> [Excerpt to read]
==================================================

On Murder considered as one of the Fine Arts
- Author: Thomas de Quincey
- Language: English
- Subject: Crime
- Genre: Essay
- Publisher: Blackwood
- Publication date: February 1827
- Publication place: United Kingdom
- Pages: 14
- Anthology: Selections Grave and Gay, Volume 14 Miscellanies (1854)
- Preceded by: "On the Knocking at the Gate in Macbeth"
- Followed by: "A Second Paper on Murder Considered as one of the Fine Arts"
- Text: On Murder considered as one of the Fine Arts at Wikisource

= On Murder Considered as one of the Fine Arts =

1854 essay by Thomas de Quincey

"On Murder Considered as one of the Fine Arts" are a trilogy of essays by Thomas De Quincey begun in 1827. The essays are a satirical account of a gentleman's club that celebrates homicide from an aesthetic perspective. The Ratcliff Highway murders of 1811 are a keystone throughout the series.

==Background==
When he was editor of The Westmorland Gazette in 1818, De Quincey made a point to expand the paper's normal remit into covering trials for murder and sex crimes. Five years later, De Quincey used John Williams' massacre as a lens for viewing Macduff's arrival at a crime scene in "On the Knocking at the Gate in Macbeth".

In 1827, he revisited the Williams murders in "On Murder Considered as one of the Fine Arts". In the same issue of Blackwood's Magazine, de Quincey also published "The Last Days of Kant", whose work he studied closely. "On Murder" is a prolonged satire of Kant's aesthetic theory. The essay was enthusiastically received, and the following year, de Quincey pitched a sequel of sorts. He wrote "Peter Anthony Fonk" in a reportorial style based on a German murderer recorded in the Conversations-Lexikon. De Quincey submitted the Fonk manuscript with "To the Editor of Blackwood Magazine", a satirical cover letter written in the same vein as "On Murder". William Blackwood rejected both.

==================================================

> [Information provided]
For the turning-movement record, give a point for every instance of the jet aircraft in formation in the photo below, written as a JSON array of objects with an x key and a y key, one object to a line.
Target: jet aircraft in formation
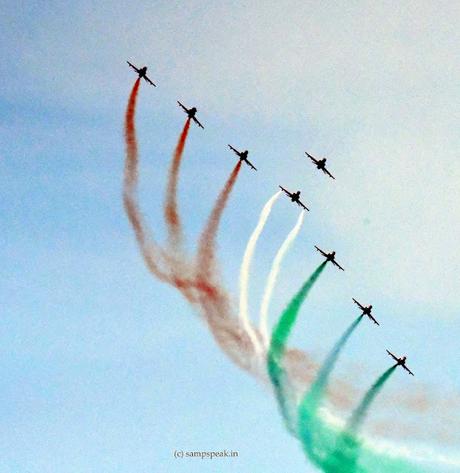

==================================================

> [What this exercise asks]
1 > List every distinct title that the article on De Quincey's essay puts in quotation marks. Count a shortened form of a title as that same title.
2 > According to the article on De Quincey's essay, which newspaper did De Quincey edit in 1818?
The data that comes after the article is separate material.

> [Task-by-task answers]
1 >
- "On Murder Considered as one of the Fine Arts"
- "On the Knocking at the Gate in Macbeth"
- "A Second Paper on Murder Considered as one of the Fine Arts"
- "The Last Days of Kant"
- "Peter Anthony Fonk"
- "To the Editor of Blackwood Magazine"

2 > The Westmorland Gazette